╭─ Entries shown

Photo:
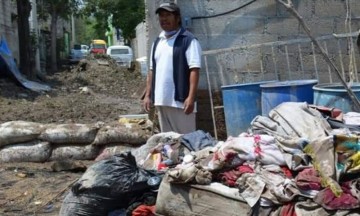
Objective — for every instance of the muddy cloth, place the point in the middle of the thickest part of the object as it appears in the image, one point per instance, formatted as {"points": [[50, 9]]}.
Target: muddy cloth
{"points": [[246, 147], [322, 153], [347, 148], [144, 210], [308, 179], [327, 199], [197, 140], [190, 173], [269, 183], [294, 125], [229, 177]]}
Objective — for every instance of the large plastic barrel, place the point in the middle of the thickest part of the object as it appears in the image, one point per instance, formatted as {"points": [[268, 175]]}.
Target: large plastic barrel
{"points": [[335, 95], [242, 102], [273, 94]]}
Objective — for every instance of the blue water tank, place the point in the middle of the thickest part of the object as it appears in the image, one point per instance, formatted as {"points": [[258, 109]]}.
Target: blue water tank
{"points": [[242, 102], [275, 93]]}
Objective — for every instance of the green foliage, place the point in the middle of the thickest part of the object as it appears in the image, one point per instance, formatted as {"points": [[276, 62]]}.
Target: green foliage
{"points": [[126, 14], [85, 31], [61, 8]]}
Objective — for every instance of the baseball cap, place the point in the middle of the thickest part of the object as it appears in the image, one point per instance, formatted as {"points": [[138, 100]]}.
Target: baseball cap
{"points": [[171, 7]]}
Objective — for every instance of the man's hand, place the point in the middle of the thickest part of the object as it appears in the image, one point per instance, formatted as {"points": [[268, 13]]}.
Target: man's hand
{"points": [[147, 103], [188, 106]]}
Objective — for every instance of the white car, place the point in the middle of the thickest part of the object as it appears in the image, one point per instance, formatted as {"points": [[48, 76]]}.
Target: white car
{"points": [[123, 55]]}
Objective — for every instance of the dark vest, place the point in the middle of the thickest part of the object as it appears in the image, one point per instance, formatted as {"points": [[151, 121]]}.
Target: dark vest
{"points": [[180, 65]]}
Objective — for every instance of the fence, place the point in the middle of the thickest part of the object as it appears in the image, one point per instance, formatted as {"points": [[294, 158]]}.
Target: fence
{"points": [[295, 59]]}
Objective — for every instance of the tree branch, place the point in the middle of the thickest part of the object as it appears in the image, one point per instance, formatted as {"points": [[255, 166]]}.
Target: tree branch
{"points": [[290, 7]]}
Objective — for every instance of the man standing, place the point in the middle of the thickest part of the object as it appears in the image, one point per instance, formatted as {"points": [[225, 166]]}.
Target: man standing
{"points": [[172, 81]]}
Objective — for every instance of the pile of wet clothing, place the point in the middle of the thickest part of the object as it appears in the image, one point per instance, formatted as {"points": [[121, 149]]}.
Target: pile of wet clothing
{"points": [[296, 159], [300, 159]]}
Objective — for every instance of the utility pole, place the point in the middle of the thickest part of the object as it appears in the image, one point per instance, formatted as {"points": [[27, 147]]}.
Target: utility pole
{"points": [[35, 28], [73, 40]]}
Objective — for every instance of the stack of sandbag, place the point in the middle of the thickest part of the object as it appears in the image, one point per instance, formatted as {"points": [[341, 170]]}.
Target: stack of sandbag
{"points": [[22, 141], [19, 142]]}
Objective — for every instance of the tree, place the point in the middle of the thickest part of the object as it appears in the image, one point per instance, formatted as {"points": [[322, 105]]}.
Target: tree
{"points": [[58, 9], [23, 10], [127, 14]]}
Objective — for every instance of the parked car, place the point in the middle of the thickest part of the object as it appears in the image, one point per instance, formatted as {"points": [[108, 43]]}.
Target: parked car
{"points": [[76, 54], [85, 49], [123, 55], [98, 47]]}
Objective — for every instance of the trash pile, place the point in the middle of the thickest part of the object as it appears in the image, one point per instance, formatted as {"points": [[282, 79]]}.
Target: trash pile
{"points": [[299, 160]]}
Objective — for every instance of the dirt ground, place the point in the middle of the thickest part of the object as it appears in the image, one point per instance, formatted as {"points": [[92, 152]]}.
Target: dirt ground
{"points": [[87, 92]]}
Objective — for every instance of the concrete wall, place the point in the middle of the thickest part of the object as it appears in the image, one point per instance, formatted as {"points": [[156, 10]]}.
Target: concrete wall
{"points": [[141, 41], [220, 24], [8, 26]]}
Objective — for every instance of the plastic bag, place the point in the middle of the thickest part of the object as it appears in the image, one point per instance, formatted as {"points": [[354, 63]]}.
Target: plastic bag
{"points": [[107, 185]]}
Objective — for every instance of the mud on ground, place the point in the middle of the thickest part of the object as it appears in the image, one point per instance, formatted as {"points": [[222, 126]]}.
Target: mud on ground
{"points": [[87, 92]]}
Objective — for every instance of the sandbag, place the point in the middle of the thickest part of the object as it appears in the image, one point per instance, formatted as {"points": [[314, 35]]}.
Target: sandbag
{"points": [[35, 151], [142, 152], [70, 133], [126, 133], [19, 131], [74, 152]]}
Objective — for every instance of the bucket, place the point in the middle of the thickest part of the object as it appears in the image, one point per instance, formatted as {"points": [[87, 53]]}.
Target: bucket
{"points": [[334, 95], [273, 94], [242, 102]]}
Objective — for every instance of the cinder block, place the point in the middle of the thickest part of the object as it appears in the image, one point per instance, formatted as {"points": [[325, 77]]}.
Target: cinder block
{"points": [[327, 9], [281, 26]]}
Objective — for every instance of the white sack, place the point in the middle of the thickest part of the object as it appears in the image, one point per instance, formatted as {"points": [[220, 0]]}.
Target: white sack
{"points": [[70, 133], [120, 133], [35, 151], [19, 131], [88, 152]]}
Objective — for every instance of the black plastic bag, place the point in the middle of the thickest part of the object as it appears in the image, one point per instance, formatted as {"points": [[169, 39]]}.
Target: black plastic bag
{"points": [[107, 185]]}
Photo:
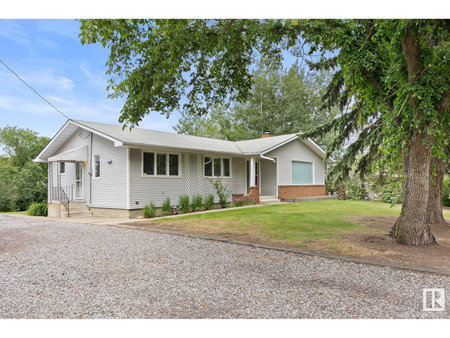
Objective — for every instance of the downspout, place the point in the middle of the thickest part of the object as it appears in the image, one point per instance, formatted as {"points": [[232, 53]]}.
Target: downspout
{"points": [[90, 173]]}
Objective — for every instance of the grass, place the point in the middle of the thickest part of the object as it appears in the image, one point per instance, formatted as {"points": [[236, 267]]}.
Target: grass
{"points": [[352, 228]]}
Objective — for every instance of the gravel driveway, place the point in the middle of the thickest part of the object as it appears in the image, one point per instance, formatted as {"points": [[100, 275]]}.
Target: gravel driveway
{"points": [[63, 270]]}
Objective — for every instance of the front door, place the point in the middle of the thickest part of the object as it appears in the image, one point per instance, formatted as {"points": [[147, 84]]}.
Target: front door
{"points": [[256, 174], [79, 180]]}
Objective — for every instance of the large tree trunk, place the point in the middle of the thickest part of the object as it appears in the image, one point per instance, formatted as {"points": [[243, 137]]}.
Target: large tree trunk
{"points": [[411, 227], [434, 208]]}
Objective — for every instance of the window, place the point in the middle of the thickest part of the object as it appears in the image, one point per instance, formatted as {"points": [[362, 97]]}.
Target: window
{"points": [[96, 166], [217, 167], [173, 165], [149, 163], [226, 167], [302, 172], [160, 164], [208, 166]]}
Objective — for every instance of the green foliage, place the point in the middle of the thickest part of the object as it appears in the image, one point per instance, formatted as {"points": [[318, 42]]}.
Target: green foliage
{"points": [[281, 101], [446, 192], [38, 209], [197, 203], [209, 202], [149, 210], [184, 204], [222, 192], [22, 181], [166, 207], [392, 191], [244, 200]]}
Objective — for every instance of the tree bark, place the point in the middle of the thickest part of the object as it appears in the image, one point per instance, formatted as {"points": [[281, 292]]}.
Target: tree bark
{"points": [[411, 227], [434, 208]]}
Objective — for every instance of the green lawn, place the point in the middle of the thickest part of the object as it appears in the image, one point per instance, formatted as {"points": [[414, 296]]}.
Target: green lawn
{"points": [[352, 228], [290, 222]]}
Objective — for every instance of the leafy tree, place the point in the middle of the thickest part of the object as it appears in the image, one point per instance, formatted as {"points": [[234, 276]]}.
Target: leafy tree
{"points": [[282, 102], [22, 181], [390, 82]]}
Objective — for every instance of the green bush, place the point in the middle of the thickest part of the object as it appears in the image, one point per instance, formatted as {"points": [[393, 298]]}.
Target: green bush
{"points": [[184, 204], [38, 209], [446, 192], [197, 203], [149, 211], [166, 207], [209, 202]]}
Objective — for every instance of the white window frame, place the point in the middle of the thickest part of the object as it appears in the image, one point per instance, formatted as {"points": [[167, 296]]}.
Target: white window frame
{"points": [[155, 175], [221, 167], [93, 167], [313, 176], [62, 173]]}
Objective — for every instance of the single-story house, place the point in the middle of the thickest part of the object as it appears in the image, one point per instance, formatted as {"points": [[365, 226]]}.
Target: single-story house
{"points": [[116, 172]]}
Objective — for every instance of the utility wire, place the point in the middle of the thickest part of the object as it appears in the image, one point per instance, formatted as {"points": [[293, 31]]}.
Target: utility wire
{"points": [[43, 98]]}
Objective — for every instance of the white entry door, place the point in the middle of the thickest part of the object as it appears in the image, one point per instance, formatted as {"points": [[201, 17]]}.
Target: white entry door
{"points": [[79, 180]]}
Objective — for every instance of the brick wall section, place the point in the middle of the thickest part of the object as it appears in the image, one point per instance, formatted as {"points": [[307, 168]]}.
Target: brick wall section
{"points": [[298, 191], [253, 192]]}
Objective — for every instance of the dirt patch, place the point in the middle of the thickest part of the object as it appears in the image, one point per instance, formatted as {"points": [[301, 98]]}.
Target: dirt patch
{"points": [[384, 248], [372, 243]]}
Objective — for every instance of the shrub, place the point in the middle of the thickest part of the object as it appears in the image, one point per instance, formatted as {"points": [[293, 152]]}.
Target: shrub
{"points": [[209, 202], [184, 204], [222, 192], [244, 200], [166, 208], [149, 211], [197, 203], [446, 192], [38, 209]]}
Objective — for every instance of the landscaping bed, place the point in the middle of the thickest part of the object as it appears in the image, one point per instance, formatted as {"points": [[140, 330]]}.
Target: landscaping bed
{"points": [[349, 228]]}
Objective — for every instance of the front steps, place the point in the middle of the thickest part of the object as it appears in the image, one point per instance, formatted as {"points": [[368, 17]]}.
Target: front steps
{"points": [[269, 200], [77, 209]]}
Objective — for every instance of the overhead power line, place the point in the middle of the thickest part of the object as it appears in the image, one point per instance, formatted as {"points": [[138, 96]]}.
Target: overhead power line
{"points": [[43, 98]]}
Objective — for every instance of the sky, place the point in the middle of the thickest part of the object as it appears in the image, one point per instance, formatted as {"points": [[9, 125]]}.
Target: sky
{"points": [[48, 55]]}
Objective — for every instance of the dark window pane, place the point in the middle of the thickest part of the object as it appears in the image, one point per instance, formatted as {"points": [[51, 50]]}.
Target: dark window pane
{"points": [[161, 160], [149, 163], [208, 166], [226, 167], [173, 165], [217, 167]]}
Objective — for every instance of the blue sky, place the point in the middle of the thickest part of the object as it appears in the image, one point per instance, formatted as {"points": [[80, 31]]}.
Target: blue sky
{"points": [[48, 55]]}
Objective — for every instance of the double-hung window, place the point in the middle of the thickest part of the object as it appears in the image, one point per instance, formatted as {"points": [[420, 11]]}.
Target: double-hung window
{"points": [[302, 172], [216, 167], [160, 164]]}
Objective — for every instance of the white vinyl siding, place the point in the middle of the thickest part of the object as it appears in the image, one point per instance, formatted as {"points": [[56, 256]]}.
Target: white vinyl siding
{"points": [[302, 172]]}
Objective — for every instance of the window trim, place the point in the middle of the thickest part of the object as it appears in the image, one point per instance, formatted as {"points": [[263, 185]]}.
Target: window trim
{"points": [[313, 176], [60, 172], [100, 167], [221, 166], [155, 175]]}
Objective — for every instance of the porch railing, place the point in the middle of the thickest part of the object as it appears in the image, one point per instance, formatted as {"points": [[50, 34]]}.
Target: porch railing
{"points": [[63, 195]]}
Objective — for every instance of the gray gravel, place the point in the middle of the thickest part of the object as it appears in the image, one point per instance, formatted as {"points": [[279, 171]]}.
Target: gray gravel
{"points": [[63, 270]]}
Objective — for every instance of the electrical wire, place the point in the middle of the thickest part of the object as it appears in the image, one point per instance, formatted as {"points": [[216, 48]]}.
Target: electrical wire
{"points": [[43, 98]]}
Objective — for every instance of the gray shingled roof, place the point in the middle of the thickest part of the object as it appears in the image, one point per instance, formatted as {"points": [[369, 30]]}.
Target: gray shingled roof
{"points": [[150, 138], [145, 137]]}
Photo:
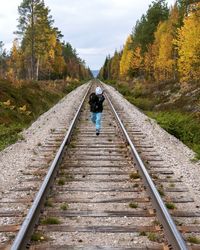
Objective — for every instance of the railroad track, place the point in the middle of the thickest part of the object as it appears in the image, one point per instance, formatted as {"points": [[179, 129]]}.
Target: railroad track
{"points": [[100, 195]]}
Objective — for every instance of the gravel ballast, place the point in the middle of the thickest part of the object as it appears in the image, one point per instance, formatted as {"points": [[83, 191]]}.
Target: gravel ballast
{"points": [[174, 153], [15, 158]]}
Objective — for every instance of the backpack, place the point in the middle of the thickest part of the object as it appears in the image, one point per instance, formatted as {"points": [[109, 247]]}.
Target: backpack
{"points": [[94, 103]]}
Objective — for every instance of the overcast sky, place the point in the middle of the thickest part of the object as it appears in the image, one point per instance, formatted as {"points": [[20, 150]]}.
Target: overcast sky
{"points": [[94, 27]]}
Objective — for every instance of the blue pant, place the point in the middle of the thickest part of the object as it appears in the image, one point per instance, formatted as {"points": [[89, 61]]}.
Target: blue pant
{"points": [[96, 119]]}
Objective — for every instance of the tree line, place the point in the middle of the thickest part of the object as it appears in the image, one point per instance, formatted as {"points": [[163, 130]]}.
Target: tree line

╰─

• Your goal
Quote exactly and only the lines from the one holding "Objective — for every instance of the gravel ballast, place" through the end of the data.

• Exercise solution
Objective — for every instance of the gravel ballast, place the point in the middle of the thickest part of the object as it appears in the image, one point per instance, formatted as {"points": [[83, 191]]}.
Target: gravel ballast
{"points": [[174, 153], [15, 158]]}
Objective — for every instance of the backpack, place the point in the middle of the thickest part of the object as it appears in the image, one point per instance, formatted as {"points": [[109, 247]]}.
Target: backpack
{"points": [[94, 103]]}
Objective — for every instance of the overcast sky, place the point in the middle of the thickest part of the object as it appears in the image, one point per instance, formatted as {"points": [[20, 150]]}.
Target: overcast sky
{"points": [[94, 27]]}
Objective — for every instance of the blue pant, place the point in the middle of the thickest part of the object as it appears in the image, one point per instance, formatted as {"points": [[89, 61]]}.
Target: blue pant
{"points": [[96, 119]]}
Objective — for every instance of the tree line, place the point in the middle of the thickest part of the object as it appears in the image, one point per instance, formatted as {"points": [[163, 130]]}.
Target: tree line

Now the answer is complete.